§ **Problem to work on**
Extract from the material below every line that contains the string "tree", and copy each such line in full. Matching is case-sensitive.

#### Data supplied ####

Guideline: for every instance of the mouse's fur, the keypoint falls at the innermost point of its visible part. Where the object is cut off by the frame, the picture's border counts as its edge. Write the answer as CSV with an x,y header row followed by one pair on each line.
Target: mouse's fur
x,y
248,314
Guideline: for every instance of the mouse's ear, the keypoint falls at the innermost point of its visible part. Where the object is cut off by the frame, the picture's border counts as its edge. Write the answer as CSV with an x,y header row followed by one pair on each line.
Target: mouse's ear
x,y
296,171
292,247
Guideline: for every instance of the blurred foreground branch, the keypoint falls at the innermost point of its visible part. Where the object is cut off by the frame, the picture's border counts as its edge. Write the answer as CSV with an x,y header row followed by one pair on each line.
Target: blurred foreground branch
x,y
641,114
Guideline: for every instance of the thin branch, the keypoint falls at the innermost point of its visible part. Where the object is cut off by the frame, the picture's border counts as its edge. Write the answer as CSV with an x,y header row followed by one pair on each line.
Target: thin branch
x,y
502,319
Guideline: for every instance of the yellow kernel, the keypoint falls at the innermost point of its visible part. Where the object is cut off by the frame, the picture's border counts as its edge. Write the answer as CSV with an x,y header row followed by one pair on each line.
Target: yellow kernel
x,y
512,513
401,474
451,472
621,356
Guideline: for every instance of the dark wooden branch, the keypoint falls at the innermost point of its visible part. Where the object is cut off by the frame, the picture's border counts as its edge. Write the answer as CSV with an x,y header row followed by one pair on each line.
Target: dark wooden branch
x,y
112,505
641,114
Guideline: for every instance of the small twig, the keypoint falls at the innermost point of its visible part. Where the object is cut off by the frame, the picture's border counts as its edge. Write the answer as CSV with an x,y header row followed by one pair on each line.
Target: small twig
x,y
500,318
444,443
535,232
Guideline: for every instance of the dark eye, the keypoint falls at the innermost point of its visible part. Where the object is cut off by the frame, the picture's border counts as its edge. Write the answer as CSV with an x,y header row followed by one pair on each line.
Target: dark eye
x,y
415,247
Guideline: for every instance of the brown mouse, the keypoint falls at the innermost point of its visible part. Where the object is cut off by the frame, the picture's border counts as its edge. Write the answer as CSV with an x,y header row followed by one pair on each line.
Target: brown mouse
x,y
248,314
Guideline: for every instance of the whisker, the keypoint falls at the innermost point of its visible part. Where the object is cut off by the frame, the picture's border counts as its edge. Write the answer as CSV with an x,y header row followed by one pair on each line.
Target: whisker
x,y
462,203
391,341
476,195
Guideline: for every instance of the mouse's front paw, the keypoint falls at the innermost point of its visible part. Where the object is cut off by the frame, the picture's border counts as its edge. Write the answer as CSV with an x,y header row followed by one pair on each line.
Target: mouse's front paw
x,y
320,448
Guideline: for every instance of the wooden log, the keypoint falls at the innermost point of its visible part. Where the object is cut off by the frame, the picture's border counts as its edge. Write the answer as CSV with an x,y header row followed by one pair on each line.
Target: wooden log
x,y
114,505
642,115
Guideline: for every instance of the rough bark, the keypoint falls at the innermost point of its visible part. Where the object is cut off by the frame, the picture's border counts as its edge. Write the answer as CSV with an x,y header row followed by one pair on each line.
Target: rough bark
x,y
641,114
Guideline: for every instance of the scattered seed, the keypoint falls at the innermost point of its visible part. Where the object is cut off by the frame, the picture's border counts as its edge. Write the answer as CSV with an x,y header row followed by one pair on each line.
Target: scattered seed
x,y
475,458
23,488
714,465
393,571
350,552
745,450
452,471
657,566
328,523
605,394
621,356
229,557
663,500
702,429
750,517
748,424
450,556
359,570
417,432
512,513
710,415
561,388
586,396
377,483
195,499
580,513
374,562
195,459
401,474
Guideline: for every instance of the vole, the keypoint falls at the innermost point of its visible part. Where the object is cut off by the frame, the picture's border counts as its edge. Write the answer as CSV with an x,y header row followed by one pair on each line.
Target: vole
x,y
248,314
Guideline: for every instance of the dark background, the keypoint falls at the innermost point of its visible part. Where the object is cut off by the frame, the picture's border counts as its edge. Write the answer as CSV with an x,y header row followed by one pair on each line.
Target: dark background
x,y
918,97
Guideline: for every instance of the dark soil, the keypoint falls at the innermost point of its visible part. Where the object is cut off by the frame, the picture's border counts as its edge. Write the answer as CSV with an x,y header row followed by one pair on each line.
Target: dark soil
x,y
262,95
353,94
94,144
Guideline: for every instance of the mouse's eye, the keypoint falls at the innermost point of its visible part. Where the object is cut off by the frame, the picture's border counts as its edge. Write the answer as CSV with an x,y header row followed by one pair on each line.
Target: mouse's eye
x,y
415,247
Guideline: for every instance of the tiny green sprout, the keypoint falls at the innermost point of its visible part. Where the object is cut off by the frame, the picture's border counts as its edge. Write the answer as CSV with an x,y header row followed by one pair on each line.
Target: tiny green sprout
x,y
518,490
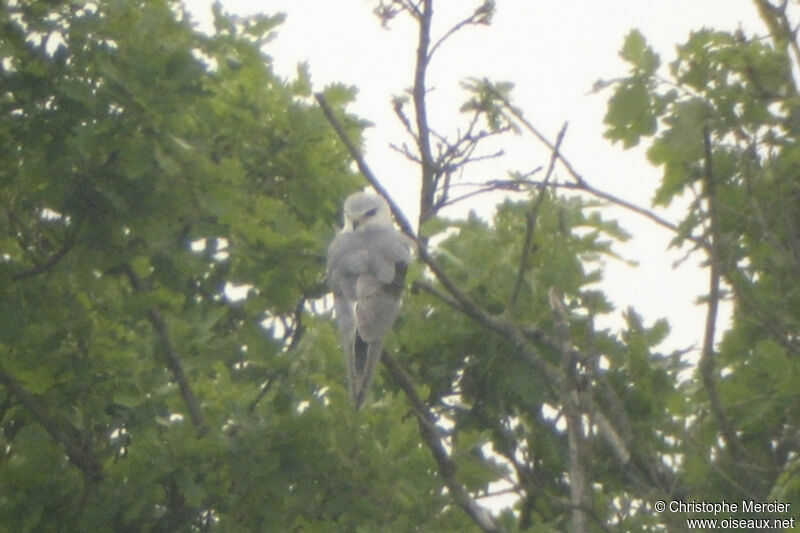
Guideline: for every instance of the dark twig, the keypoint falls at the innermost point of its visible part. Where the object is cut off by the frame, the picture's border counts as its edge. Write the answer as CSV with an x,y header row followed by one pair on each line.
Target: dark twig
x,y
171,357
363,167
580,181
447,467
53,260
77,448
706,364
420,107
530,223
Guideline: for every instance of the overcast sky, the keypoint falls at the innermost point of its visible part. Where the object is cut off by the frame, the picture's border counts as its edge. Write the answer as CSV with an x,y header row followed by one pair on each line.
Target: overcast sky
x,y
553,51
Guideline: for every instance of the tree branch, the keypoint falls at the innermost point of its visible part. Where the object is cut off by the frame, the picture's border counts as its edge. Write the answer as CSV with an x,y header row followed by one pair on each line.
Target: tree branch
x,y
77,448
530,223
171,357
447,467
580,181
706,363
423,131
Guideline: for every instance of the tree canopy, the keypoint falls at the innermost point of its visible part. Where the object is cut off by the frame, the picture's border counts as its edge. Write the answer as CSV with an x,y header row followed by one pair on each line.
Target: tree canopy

####
#### Data supplied ####

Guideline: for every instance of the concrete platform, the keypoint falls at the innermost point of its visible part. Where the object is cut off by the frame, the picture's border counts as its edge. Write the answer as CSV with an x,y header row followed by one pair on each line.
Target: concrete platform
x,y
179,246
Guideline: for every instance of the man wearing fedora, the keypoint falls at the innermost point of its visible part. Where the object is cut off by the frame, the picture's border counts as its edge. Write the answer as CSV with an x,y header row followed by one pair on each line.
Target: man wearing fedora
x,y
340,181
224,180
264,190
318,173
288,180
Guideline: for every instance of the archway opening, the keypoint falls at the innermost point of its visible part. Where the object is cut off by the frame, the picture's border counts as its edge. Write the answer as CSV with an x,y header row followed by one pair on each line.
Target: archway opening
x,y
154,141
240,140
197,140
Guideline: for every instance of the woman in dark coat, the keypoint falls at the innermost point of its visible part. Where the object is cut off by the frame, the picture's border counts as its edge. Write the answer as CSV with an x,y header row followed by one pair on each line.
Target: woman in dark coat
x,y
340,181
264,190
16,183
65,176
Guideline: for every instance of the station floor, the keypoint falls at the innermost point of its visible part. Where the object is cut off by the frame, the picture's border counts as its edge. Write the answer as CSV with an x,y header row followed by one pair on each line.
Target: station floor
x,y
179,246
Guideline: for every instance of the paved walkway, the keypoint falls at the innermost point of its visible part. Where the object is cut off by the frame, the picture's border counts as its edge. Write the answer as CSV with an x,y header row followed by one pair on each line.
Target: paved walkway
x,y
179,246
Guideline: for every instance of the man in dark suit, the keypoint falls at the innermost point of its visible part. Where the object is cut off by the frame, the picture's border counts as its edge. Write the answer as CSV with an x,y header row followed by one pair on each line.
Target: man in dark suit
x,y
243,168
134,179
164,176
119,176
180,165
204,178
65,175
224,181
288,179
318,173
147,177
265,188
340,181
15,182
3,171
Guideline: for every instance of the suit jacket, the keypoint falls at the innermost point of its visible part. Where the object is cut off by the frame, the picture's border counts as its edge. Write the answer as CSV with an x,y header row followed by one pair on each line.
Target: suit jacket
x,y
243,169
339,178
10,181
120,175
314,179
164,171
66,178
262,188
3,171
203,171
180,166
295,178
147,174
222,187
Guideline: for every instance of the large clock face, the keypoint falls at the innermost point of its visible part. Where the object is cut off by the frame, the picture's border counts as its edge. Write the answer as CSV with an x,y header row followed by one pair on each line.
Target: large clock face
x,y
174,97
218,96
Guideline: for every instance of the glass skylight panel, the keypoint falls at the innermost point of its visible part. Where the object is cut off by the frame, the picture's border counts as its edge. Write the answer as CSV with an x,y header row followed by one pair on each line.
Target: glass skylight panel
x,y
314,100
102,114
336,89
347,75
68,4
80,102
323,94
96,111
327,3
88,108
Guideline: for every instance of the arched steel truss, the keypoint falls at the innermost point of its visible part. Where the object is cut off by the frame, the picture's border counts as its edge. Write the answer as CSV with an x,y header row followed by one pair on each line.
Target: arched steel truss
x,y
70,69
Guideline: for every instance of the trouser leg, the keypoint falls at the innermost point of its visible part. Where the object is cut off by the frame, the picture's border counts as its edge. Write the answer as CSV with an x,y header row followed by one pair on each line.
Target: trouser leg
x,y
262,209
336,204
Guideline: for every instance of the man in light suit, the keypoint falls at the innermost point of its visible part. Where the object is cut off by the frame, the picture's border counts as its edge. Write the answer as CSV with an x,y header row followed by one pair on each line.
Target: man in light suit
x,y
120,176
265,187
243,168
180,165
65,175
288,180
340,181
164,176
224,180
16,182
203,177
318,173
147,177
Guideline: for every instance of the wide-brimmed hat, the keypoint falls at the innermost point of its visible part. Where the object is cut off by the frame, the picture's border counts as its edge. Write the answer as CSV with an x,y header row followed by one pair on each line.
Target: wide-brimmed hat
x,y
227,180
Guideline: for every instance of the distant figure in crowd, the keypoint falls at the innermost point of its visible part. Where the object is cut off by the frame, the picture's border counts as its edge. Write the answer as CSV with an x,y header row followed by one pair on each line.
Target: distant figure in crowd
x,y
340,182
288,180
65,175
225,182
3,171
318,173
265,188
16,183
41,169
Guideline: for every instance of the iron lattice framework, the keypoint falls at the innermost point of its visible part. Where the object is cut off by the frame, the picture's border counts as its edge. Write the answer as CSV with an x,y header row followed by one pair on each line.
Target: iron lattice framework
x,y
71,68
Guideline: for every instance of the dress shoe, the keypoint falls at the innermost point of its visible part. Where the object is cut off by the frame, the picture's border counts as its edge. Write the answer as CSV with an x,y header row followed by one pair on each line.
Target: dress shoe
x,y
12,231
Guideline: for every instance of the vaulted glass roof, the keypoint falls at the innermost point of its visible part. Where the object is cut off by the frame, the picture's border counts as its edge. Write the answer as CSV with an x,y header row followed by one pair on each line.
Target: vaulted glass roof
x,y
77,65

####

§ **Response to this exercise**
Guideline: for every instance of the tree branch, the keypoint falls at the innermost point of its visible part. Where the object is cut off by the frame, the picture's border counts as its edge. Write the answer as CSV with an x,y header row followed by one pair on each line.
Target: tree branch
Guideline: for every instance of the tree canopy, the keypoint falls at the innermost point of its visible part. Where the object is cut off by the frame, the picture's border counts as its edge. Write the answer as CSV with an x,y header row followed by one pair on each line.
Target: tree canopy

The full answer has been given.